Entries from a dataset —
══════

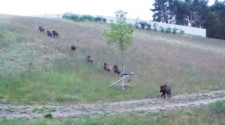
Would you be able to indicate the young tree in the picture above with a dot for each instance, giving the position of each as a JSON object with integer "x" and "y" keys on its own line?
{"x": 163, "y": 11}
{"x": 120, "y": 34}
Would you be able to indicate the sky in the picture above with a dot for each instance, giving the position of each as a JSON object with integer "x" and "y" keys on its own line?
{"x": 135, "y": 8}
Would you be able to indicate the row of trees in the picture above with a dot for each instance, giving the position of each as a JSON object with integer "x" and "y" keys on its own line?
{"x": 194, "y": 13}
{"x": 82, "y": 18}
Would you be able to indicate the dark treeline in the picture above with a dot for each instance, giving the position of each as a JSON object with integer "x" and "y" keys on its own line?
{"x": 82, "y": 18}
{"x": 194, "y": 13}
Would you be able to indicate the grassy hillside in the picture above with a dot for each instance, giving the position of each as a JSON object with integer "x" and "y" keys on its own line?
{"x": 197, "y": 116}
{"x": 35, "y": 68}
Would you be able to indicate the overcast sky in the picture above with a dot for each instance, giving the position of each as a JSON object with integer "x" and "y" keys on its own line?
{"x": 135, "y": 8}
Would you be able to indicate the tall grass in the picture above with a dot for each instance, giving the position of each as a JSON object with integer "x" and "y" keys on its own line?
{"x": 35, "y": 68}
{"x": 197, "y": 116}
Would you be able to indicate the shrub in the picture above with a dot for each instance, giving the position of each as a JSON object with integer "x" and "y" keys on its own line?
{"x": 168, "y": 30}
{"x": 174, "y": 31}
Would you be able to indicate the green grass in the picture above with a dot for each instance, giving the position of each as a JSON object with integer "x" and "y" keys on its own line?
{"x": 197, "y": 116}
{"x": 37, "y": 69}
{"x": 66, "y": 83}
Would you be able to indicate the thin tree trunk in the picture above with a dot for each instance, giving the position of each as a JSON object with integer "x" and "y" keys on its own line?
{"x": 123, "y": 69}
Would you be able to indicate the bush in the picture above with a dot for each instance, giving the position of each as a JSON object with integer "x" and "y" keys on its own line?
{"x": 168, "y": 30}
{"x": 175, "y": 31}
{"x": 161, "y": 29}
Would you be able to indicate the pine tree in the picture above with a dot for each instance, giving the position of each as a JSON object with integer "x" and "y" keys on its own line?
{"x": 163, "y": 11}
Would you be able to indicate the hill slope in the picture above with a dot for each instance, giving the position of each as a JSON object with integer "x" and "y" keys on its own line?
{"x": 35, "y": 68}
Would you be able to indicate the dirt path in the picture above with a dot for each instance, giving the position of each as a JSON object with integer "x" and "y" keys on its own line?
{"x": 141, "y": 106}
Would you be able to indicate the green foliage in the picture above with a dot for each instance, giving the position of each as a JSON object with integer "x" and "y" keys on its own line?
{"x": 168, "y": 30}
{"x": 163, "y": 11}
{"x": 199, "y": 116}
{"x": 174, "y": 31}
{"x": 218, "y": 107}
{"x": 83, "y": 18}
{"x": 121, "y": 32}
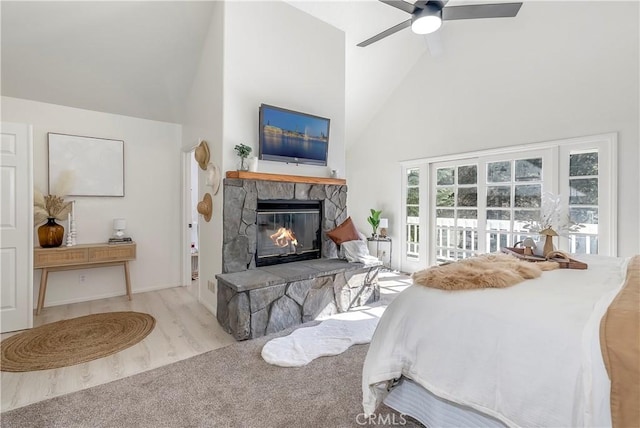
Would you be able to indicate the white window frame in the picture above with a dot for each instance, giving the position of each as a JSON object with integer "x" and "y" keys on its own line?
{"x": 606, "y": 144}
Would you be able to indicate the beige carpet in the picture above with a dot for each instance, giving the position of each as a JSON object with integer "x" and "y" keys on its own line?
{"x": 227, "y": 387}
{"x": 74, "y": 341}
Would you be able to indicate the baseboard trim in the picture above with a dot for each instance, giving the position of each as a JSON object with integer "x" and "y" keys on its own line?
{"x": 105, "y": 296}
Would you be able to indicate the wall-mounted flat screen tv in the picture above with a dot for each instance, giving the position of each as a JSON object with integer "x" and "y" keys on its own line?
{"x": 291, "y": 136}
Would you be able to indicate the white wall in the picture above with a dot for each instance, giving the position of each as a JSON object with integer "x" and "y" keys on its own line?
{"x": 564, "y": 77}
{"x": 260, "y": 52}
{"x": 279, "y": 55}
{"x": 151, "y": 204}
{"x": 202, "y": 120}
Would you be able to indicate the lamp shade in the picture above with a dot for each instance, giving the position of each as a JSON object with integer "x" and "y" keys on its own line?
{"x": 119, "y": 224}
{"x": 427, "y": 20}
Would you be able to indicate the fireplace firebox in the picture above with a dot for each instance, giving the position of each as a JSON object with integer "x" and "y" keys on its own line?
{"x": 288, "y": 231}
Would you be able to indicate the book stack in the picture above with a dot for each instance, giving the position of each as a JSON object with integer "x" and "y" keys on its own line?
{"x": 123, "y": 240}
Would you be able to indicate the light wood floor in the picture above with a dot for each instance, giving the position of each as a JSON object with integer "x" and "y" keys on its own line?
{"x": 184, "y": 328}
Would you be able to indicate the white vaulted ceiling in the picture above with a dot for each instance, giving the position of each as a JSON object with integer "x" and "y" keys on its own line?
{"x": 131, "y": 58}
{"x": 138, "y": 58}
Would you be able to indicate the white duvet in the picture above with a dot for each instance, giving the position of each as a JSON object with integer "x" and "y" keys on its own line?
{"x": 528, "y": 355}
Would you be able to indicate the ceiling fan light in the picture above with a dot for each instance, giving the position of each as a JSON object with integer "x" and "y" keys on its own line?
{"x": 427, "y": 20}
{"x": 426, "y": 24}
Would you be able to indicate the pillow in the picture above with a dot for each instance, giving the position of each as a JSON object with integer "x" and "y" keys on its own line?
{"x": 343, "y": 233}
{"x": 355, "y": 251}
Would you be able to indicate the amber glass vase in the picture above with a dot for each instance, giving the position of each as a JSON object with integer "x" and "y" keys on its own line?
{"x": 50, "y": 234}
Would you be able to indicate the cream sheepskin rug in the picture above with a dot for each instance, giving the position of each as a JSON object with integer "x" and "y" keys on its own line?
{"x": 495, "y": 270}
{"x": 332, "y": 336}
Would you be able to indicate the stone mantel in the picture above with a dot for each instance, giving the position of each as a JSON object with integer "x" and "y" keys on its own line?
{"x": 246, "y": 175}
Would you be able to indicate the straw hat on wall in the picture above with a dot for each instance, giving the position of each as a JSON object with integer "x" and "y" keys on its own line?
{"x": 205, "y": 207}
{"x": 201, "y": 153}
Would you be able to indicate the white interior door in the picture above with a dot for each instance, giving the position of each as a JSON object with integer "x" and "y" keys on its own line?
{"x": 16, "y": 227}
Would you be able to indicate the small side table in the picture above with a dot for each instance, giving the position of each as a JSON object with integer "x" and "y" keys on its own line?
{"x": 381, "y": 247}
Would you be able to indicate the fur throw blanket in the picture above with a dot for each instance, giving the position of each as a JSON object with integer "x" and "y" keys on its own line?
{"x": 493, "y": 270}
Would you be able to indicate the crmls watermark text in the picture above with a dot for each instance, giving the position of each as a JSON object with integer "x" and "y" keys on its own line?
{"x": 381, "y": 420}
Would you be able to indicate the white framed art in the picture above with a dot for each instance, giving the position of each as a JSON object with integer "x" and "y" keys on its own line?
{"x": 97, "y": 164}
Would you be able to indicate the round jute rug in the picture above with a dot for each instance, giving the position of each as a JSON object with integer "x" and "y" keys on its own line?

══════

TASK DESCRIPTION — In the records above, find the line containing "Would you be able to indicate the crmls"; please retype it and every line after it through the last line, exactly and with nothing else.

ANSWER TO THIS TASK —
Would you be able to indicate the crmls watermark text in the picture above with a dot for each instance, giving the position of each as a JSON object with integer "x" and "y" keys on its own line?
{"x": 381, "y": 420}
Would you be able to indicate the white framed art in the picture above with a dot for each instance, giving the position of each as a JSON object with integer "x" and "y" keys on its own line?
{"x": 97, "y": 164}
Would you be able to indicate the round jute rug in the picture above with a dot for each instance, giving the position of each as a JSON object with integer "x" and "y" keys on its own line?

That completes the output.